◆ Data shown:
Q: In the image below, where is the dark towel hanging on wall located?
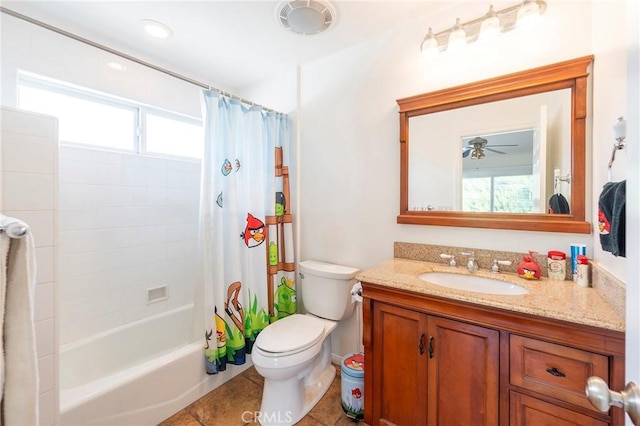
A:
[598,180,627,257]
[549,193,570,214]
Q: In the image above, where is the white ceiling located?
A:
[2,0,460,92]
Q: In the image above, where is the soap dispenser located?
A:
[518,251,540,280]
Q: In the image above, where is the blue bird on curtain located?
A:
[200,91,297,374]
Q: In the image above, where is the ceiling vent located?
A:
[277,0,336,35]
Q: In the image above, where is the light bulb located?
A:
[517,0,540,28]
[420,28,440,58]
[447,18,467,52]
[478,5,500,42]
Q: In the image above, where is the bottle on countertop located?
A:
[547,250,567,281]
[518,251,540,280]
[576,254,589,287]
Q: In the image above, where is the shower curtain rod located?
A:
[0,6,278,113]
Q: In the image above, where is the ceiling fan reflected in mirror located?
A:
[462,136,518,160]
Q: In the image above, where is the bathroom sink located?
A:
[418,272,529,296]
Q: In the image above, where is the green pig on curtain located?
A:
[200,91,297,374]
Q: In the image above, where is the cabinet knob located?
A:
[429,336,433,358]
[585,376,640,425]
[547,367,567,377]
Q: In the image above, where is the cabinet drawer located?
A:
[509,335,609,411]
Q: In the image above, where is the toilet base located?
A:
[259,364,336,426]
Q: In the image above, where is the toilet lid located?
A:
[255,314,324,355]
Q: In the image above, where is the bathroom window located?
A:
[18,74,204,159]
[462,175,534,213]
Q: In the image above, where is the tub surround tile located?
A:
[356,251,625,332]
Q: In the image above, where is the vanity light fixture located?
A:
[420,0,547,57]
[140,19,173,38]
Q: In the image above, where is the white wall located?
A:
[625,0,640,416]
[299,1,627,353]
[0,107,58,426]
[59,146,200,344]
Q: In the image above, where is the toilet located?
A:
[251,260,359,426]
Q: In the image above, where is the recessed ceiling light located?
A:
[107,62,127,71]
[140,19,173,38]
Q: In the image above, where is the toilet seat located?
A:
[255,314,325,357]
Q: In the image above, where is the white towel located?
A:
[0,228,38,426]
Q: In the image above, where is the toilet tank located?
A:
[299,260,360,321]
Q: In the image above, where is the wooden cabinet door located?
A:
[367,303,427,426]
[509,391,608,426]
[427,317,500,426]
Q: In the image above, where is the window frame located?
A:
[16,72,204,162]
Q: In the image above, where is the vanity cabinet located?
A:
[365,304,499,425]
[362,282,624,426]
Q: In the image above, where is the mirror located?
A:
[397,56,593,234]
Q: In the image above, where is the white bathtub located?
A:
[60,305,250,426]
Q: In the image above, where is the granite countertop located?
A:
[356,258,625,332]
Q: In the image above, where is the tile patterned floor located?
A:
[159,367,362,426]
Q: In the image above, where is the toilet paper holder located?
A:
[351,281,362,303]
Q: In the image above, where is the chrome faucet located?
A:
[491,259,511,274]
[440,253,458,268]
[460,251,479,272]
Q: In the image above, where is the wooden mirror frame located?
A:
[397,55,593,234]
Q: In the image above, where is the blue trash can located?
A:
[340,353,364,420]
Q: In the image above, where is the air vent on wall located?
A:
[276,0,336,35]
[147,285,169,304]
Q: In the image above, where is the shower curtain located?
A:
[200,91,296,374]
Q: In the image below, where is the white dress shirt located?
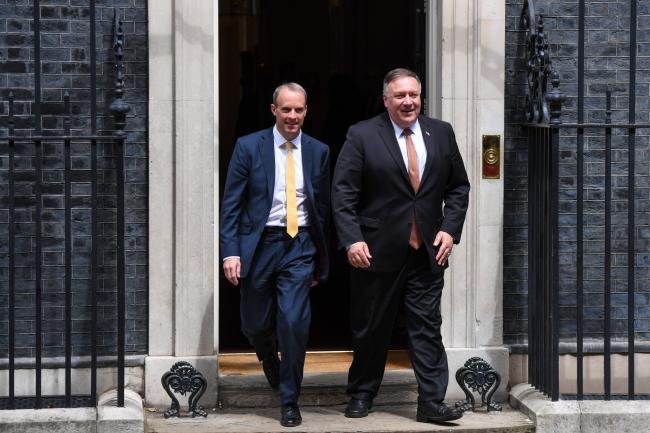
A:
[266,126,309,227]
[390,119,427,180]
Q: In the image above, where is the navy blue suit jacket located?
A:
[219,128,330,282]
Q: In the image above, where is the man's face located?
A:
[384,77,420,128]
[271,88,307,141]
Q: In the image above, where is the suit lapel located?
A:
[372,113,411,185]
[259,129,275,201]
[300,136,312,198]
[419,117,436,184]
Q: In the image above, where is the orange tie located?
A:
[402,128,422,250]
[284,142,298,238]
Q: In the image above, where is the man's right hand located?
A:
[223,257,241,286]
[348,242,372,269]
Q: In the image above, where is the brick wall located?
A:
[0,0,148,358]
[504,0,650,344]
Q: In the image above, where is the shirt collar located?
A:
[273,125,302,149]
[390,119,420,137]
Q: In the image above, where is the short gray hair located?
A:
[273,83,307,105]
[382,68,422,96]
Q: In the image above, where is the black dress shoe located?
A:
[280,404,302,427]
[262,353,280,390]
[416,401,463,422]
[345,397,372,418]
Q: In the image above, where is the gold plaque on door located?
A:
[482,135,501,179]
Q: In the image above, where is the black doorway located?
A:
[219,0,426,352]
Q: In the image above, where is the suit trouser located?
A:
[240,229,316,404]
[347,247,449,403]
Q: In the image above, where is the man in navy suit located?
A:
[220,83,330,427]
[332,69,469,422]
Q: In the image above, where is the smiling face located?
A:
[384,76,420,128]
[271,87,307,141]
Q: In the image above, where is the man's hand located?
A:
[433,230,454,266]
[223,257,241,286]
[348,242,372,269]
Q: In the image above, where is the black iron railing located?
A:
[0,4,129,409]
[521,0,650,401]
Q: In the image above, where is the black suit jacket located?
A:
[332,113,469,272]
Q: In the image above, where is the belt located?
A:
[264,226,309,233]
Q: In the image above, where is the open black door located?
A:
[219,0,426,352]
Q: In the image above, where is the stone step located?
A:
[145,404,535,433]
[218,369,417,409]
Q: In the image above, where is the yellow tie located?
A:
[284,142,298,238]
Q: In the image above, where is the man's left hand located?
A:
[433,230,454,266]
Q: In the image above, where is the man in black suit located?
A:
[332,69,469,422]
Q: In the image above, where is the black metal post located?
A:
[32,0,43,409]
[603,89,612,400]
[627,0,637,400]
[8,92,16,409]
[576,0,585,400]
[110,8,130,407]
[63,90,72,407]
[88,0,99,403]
--
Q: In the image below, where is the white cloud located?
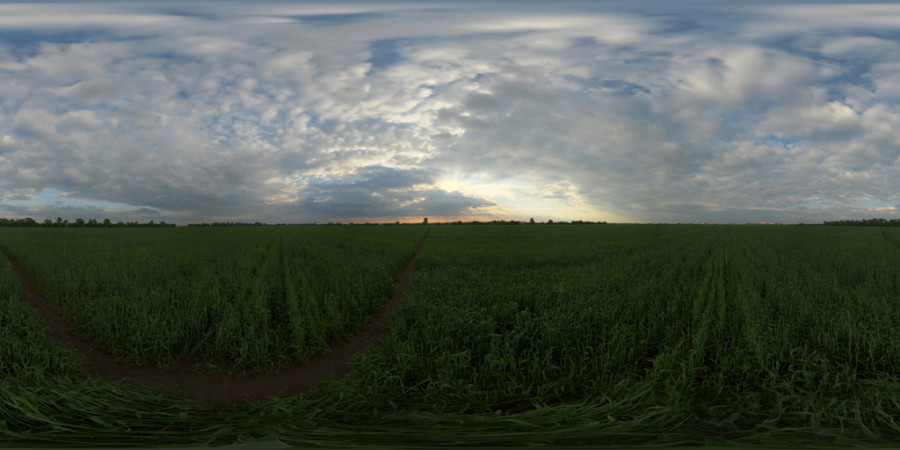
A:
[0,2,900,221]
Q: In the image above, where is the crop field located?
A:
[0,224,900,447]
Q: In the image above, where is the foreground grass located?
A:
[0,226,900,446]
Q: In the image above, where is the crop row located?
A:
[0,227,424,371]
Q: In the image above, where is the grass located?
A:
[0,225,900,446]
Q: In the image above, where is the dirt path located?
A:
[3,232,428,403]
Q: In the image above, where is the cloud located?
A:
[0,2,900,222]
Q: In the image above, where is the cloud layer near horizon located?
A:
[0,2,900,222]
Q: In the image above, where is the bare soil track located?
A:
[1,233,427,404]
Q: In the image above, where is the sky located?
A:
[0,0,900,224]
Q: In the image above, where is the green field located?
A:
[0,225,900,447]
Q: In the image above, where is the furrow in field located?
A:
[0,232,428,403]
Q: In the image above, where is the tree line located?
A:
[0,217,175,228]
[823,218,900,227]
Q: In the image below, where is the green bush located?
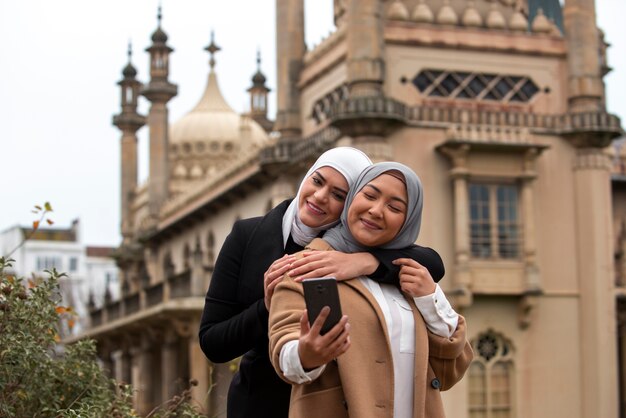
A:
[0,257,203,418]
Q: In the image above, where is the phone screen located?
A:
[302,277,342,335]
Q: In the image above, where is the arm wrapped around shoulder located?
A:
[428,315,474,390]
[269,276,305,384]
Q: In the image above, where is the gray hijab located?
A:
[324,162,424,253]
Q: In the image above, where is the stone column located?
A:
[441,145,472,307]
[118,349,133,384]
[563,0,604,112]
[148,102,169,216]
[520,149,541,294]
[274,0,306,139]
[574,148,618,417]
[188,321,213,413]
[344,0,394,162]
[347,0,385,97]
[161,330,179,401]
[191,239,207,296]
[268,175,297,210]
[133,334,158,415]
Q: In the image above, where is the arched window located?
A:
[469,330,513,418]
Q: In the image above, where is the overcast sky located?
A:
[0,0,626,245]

◆ Task to complete:
Lay out the part of the records that opens with the line containing "Q: In the image below, where is the dark" and closes with the line containing "[259,364,336,426]" as a Markdown table with two columns, Row for the row number and Text for the line. Skip blank lines and leave the pictures out of the answer.

◆ Completed task:
| Row | Text |
|---|---|
| 1 | Q: In the image below, where is the dark towel hanging on wall located? |
| 2 | A: |
| 3 | [598,180,627,257] |
| 4 | [549,193,570,214] |
| 5 | Q: In the image above, where is the white ceiling located? |
| 6 | A: |
| 7 | [2,0,460,92] |
| 8 | Q: In the image above, where is the soap dispenser located? |
| 9 | A: |
| 10 | [518,251,540,280] |
| 11 | Q: In the image above, where is the blue bird on curtain located? |
| 12 | A: |
| 13 | [200,91,297,374] |
| 14 | Q: In the image above, where is the ceiling vent located? |
| 15 | A: |
| 16 | [277,0,336,35] |
| 17 | Q: In the image above, where is the light bulb located? |
| 18 | A: |
| 19 | [517,0,540,28] |
| 20 | [420,28,440,58] |
| 21 | [447,18,467,52] |
| 22 | [478,5,500,42] |
| 23 | Q: In the image above, where is the bottle on countertop located? |
| 24 | A: |
| 25 | [547,250,567,281] |
| 26 | [518,251,540,280] |
| 27 | [576,254,589,287] |
| 28 | Q: In the image above, where is the shower curtain rod located? |
| 29 | A: |
| 30 | [0,6,278,113] |
| 31 | Q: In the image above, where is the ceiling fan reflected in mirror located? |
| 32 | A: |
| 33 | [462,136,518,160] |
| 34 | Q: In the image above, where is the bathroom sink located? |
| 35 | A: |
| 36 | [418,272,529,296] |
| 37 | Q: In the image above, where is the green pig on curtain located? |
| 38 | A: |
| 39 | [200,91,297,374] |
| 40 | Q: In the image above, where is the cabinet knob located? |
| 41 | A: |
| 42 | [429,336,433,358] |
| 43 | [585,376,640,425] |
| 44 | [547,367,567,377] |
| 45 | Q: In the image above, where is the cabinet drawer located? |
| 46 | A: |
| 47 | [509,335,609,411] |
| 48 | Q: In the image above, where is the toilet base located? |
| 49 | A: |
| 50 | [259,364,336,426] |